▶ _TEXT PASSAGE_:
Ryan uses xDesign to tackle “Designing for Kids”

Can you tell me about yourself?

I’m an engineer by day and a gamer by night. When not doing either of those, I’m usually taking care of things around the house, working on side projects, and spending time with my wife and baby son. Sleep happens too, somewhere in there.

Professionally, I’m employed by Apogee Instruments as their lead mechanical engineer. Apogee sells environmental instrumentation for weather stations, research, agriculture, and more. My role there is to design and develop the products we sell. I work with research scientists and electrical engineers during the development process, bringing together marketing and technical requirements, overall aesthetics, and manufacturing/production considerations. I typically oversee and develop a product from inception to completion, handling everything from conceptual sketching and prototyping to component sourcing and production training. Out of all that I do there, my favorite is taking ideas from concept to reality using SOLIDWORKS.

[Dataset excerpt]
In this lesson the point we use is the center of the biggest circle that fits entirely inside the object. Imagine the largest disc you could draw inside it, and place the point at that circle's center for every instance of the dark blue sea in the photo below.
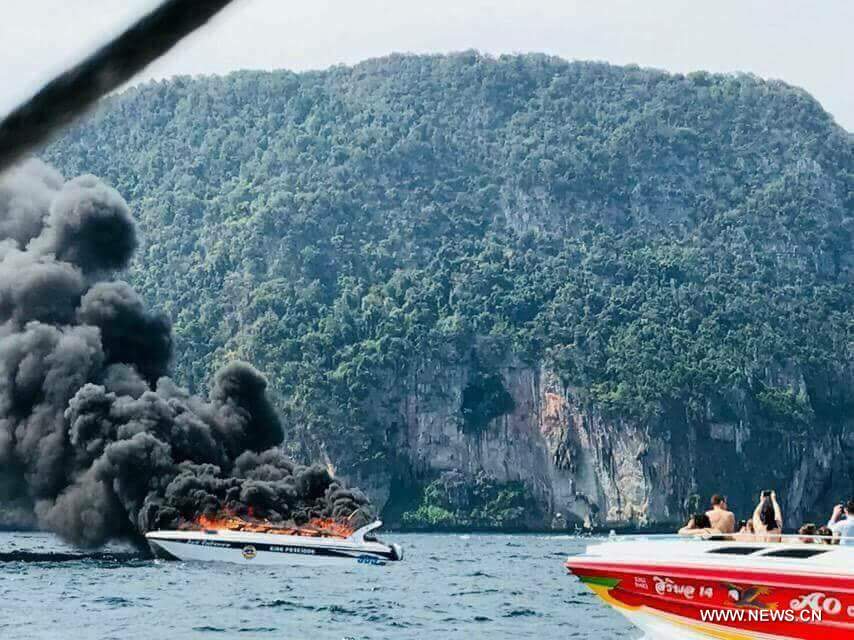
(448, 586)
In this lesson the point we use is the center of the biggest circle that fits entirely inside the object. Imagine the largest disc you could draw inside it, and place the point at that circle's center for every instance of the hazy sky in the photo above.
(807, 43)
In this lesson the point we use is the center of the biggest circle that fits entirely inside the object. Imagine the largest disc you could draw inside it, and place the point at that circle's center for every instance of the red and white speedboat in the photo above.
(695, 589)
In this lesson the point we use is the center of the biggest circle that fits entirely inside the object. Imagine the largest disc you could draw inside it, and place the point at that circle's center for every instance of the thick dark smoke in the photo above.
(95, 442)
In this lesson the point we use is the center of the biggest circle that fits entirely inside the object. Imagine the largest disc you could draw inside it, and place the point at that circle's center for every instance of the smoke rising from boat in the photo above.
(96, 443)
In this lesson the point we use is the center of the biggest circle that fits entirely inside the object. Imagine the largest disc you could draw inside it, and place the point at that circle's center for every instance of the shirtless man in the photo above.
(721, 518)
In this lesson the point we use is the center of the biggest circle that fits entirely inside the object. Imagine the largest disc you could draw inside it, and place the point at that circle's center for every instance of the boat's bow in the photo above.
(700, 589)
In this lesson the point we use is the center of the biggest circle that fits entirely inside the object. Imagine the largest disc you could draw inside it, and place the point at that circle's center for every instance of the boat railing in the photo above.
(758, 538)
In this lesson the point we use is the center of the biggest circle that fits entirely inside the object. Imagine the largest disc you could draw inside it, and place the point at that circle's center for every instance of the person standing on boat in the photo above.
(720, 516)
(768, 518)
(843, 529)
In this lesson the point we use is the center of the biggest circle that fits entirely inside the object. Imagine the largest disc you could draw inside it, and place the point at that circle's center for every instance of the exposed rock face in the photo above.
(587, 469)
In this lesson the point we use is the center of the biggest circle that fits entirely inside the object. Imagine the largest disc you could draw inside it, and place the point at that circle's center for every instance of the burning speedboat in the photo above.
(311, 545)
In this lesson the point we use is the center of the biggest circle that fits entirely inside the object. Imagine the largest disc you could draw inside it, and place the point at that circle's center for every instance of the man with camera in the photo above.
(843, 528)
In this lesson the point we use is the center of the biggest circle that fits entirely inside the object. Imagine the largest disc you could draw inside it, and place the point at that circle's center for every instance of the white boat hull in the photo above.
(271, 548)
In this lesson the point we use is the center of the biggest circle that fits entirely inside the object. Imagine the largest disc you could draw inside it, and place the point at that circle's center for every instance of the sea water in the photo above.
(448, 586)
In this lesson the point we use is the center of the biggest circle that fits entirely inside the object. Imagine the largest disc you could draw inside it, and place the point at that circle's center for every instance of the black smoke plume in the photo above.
(95, 442)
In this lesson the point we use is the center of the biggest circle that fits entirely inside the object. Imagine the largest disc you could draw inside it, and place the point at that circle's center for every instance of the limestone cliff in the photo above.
(586, 469)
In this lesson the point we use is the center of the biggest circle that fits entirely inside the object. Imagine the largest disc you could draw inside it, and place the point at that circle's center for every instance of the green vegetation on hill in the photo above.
(655, 239)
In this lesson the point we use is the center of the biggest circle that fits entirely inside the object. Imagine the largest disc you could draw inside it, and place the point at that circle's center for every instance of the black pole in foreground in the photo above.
(68, 95)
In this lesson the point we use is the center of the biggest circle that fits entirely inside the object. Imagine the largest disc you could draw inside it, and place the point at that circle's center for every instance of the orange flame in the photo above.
(316, 527)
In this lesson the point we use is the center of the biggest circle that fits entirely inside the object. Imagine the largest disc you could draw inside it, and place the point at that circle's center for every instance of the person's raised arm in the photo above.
(778, 514)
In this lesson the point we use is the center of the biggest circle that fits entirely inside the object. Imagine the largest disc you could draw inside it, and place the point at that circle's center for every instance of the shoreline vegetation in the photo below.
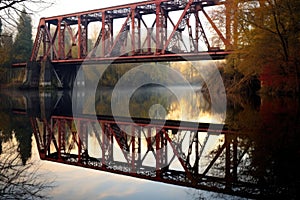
(234, 83)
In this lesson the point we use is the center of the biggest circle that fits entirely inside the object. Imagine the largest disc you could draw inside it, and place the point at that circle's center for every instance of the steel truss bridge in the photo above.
(124, 147)
(158, 30)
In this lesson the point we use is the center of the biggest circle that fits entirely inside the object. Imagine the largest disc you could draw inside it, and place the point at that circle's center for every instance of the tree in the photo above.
(11, 9)
(268, 44)
(23, 43)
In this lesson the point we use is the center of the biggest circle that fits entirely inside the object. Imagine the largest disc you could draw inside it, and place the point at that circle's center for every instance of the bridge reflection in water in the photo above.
(189, 154)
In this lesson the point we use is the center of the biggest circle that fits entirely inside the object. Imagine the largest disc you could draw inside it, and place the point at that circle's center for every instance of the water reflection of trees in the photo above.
(272, 128)
(18, 180)
(18, 126)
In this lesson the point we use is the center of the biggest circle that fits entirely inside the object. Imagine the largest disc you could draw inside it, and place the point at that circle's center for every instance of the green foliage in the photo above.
(23, 43)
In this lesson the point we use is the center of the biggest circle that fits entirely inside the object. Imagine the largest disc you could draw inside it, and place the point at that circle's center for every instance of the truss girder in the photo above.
(132, 37)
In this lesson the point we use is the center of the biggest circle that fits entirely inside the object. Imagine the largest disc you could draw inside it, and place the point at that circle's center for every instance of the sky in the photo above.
(70, 6)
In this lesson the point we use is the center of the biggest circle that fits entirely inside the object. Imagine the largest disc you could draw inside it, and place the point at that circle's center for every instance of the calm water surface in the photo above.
(59, 149)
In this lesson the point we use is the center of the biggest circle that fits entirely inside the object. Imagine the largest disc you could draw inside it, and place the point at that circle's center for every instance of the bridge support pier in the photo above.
(41, 75)
(46, 74)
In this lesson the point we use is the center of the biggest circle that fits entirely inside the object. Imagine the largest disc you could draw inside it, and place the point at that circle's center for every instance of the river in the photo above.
(158, 143)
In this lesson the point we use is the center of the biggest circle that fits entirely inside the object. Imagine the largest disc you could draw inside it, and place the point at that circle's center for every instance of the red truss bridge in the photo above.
(158, 30)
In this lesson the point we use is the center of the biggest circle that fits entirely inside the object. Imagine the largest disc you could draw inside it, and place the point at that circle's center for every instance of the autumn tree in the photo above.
(268, 44)
(23, 43)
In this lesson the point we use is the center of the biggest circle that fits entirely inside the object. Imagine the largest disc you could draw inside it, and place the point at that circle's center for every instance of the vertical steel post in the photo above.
(79, 39)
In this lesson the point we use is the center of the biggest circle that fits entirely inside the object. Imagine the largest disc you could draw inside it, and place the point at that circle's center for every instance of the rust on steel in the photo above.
(139, 31)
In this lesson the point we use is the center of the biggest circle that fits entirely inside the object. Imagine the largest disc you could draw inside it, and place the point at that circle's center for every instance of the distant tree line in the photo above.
(15, 49)
(266, 42)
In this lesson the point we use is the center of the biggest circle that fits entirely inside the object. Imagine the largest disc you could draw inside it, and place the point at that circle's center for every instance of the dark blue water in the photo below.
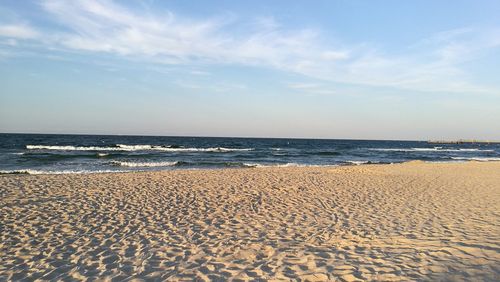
(38, 153)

▶ _PROBLEMS_:
a) List the activities that the interview with Ryan says he usually does when he is not working as an engineer or gaming.
b) Extract every line of the records that contains the string "thick", matching case exactly.

▶ _THE REPLIES_:
a)
- Taking care of things around the house
- Working on side projects
- Spending time with his wife and baby son

b)
In this lesson the point we use is the center of the biggest circle that fits entirely inside the object. Imagine the largest disc you could draw inside it, and place the point at that circle's center for every instance of the thick dark smoke in the photo above.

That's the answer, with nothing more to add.